• **WHAT NEEDS TO BE DONE**:
Reproduce the listing below verbatim, line for line, with no alterations.

• **SOURCE RECORDS**:
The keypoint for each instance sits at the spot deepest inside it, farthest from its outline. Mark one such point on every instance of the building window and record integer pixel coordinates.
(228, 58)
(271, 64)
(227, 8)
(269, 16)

• **WRITTEN REPLY**:
The keypoint for each instance sits at the spot deepest inside it, farthest from its outline. Mark one such point on every instance of the building window and record integer pixel coordinates.
(228, 58)
(271, 64)
(227, 8)
(269, 16)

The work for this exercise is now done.